(Dataset entries)
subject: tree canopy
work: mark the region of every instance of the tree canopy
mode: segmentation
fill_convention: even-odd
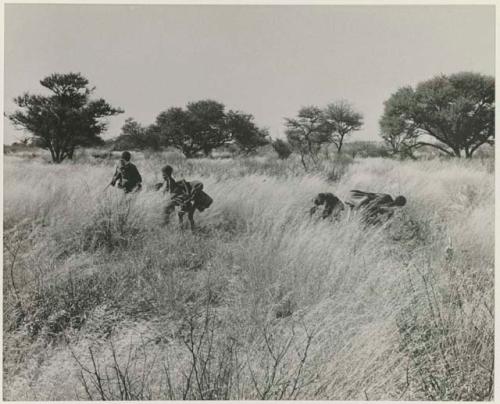
[[[52,94],[25,93],[15,98],[21,109],[10,114],[9,119],[30,133],[34,144],[48,149],[55,163],[72,158],[79,146],[102,144],[100,135],[107,125],[101,119],[123,112],[103,99],[91,100],[94,88],[80,73],[54,73],[40,84]]]
[[[307,170],[305,157],[316,161],[321,146],[330,140],[323,111],[315,106],[302,107],[297,118],[285,118],[285,127],[288,143],[300,154],[302,165]]]
[[[217,101],[202,100],[188,103],[185,109],[172,107],[161,112],[152,130],[163,145],[181,150],[186,157],[209,155],[229,143],[249,153],[268,143],[267,132],[253,119],[239,111],[225,112],[224,104]]]
[[[360,130],[363,126],[363,116],[354,110],[347,101],[341,100],[327,105],[323,112],[330,141],[340,153],[344,139],[353,131]]]
[[[291,146],[283,139],[274,140],[272,142],[272,146],[281,160],[286,160],[292,154]]]
[[[160,148],[160,142],[151,127],[143,126],[133,118],[127,118],[120,136],[113,141],[113,146],[116,150],[157,150]]]
[[[478,73],[440,75],[402,87],[384,103],[381,136],[394,152],[428,146],[467,158],[494,144],[495,80]]]
[[[269,133],[257,127],[253,116],[242,112],[229,111],[226,114],[226,129],[236,146],[245,154],[267,145]]]

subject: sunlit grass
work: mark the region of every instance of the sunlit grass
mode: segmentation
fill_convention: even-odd
[[[487,164],[339,160],[306,175],[297,161],[269,157],[170,153],[135,161],[144,190],[124,197],[105,189],[113,172],[107,159],[58,166],[5,159],[4,241],[19,252],[4,250],[4,398],[88,398],[74,356],[88,364],[91,345],[100,366],[112,366],[110,340],[119,362],[130,346],[147,352],[141,366],[151,376],[142,383],[150,396],[143,398],[172,398],[162,384],[167,362],[174,398],[182,398],[181,370],[190,363],[182,335],[190,316],[206,310],[223,362],[229,340],[241,355],[241,388],[229,398],[280,398],[280,380],[290,383],[281,398],[295,380],[300,388],[290,398],[491,398],[494,178]],[[152,189],[166,163],[175,178],[202,180],[214,199],[196,213],[194,233],[175,220],[161,226],[165,197]],[[328,182],[332,170],[336,182]],[[315,194],[342,199],[354,188],[402,194],[408,204],[384,228],[363,229],[356,217],[309,218]],[[17,321],[16,301],[24,313]],[[256,370],[270,363],[262,339],[269,335],[276,349],[296,335],[298,352],[287,351],[272,383]],[[28,356],[40,364],[27,367]],[[142,370],[134,370],[137,380]]]

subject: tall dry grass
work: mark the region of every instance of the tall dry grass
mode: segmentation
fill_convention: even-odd
[[[491,166],[137,157],[132,197],[106,158],[5,158],[4,398],[492,398]],[[214,198],[194,233],[160,226],[167,162]],[[409,202],[308,217],[354,188]]]

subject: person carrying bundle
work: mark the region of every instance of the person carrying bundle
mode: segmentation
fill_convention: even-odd
[[[172,177],[173,168],[169,165],[162,168],[163,182],[156,184],[156,190],[163,188],[164,194],[169,194],[169,201],[163,211],[166,225],[170,222],[170,215],[176,207],[180,207],[178,216],[182,225],[184,215],[187,213],[191,230],[194,229],[194,212],[203,212],[209,208],[213,199],[203,191],[203,183],[200,181],[175,181]]]

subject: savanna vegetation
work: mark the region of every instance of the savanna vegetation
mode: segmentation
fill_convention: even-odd
[[[129,198],[92,154],[5,157],[5,399],[492,398],[492,160],[136,153]],[[160,226],[166,162],[215,200],[197,232]],[[351,188],[409,203],[306,214]]]
[[[345,100],[301,108],[286,140],[201,100],[93,149],[121,110],[69,78],[10,116],[34,140],[4,155],[4,399],[493,399],[489,78],[399,90],[384,144],[346,141]],[[106,187],[124,148],[129,195]],[[161,225],[165,164],[214,199],[194,232]],[[408,203],[377,227],[309,216],[351,189]]]

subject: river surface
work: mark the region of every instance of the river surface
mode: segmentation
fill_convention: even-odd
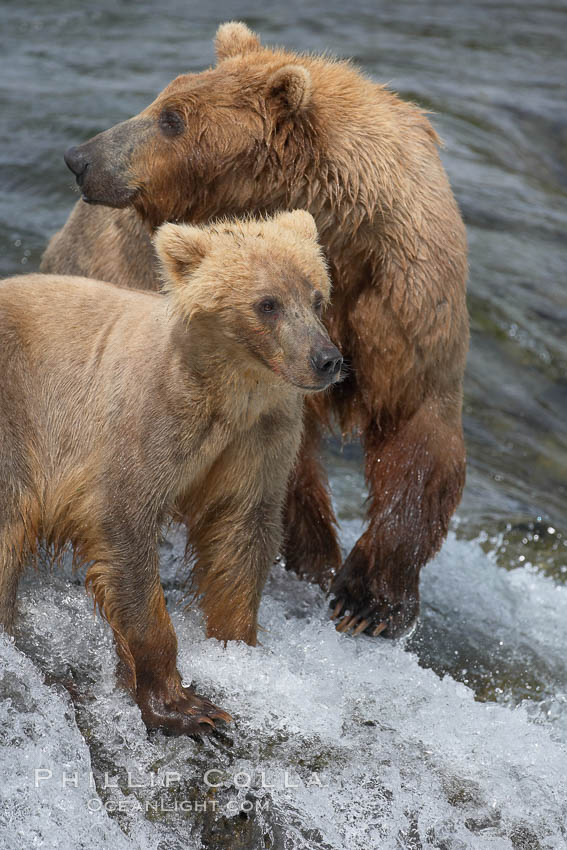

What is required: Copy the lines above that hold the word "grass".

Answer space:
subject: sunlit grass
work: mark the region of every instance of the sunlit grass
subject: tall dry grass
work: mark the region of every instance of the tall dry grass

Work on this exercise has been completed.